## TEXTAUSSCHNITT
◇ ◇ ◇ ◇ ◇
Herr Blienert, die Cannabis-Freigabe, die auch eine neue Regulierung ist, ist in aller Munde. Die Regierung will sie, Sie wollen sie als Drogen- und Suchtbeauftragter der Bundesregierung auch. Warum?
Sucht in Deutschland Drogenbeauftragter: Wir brauchen auch für Alkohol mehr Regulierung
Interview · Burkhard Blienert, Drogen- und Suchtbeauftragter der Bundesregierung, über deutsche Cannabispläne, das nächste Feld Alkohol und den mächtigen Lobbyismus, den er bekämpfen muss.
Blienert: Ich halte die kontrollierte Freigabe von Cannabis für absolut notwendig. Wir müssen endlich in die Fragen einsteigen, ob wir weiter tolerieren können, dass es einen Schwarzmarkt mit allen seinen Risiken gibt. Ob wir weiter die Augen davor verschließen können, dass wir mit einem völlig unregulierten Markt weder Kinder und Jugendliche noch die Gesundheit der Menschen schützen können. Die Leute merken aber erst, dass ich es als Drogenbeauftragter wirklich ernst damit meine, wenn ich die Verbindung zwischen Cannabis und Alkohol herstelle.
◇ ◇ ◇ ◇ ◇
## AUFGABE 1
Nenne alle Themen, über die Burkhard Blienert laut der Einleitung des Interviews zur Cannabis-Freigabe spricht.
Das Interview zur Cannabis-Freigabe und die Auflistung haben inhaltlich nichts miteinander zu tun.

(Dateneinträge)
◇ ◇ ◇ ◇ ◇
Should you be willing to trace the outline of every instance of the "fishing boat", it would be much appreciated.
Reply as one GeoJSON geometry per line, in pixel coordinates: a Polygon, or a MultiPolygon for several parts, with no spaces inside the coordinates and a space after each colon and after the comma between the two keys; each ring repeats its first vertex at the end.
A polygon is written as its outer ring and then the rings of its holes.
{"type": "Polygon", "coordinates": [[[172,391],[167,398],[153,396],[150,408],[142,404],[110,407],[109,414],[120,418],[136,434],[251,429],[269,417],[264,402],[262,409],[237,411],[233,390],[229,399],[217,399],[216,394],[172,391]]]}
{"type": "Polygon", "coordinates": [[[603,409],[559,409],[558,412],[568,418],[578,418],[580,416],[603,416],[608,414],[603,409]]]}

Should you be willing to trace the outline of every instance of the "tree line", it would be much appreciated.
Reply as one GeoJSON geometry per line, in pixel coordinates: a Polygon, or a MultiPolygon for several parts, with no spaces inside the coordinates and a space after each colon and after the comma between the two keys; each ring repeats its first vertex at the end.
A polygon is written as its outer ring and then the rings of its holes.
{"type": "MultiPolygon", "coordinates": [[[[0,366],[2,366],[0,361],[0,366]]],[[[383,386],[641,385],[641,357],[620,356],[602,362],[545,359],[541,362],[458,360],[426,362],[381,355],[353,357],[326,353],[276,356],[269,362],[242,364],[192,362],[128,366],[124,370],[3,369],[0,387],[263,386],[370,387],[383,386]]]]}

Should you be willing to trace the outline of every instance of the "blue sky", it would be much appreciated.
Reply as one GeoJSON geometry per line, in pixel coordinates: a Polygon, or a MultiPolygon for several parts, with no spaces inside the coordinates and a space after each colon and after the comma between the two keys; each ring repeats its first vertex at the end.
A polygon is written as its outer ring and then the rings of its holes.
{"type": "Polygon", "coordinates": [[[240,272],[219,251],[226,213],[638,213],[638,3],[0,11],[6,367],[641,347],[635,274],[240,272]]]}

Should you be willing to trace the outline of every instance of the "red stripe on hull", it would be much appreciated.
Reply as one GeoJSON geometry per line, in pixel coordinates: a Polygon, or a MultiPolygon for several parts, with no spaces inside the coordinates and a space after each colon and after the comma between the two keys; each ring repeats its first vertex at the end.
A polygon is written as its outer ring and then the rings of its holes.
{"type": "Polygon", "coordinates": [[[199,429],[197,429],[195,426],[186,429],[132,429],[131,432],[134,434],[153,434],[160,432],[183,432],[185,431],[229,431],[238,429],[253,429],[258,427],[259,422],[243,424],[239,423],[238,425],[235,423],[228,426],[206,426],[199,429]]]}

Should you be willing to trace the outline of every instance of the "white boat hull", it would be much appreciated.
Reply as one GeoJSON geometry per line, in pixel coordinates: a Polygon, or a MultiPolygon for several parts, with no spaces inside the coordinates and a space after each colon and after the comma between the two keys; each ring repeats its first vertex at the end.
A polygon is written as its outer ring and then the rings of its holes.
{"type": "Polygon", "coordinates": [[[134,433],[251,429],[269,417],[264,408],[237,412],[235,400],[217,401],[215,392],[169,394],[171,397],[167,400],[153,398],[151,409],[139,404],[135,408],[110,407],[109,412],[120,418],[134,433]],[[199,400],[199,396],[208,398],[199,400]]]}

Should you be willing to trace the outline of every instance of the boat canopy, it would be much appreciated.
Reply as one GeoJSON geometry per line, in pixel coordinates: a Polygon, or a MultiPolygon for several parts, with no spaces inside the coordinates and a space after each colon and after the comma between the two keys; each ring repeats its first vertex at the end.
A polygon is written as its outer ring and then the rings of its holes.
◇ ◇ ◇ ◇ ◇
## AUFGABE 2
Zähle die Zeilen der Auflistung, in denen die Zeichenfolge „outline“ vorkommt, und gib nur die Zahl an.

## ANTWORT 1
Deutsche Cannabispläne, das nächste Feld Alkohol und den mächtigen Lobbyismus, den er bekämpfen muss.

## ANTWORT 2
6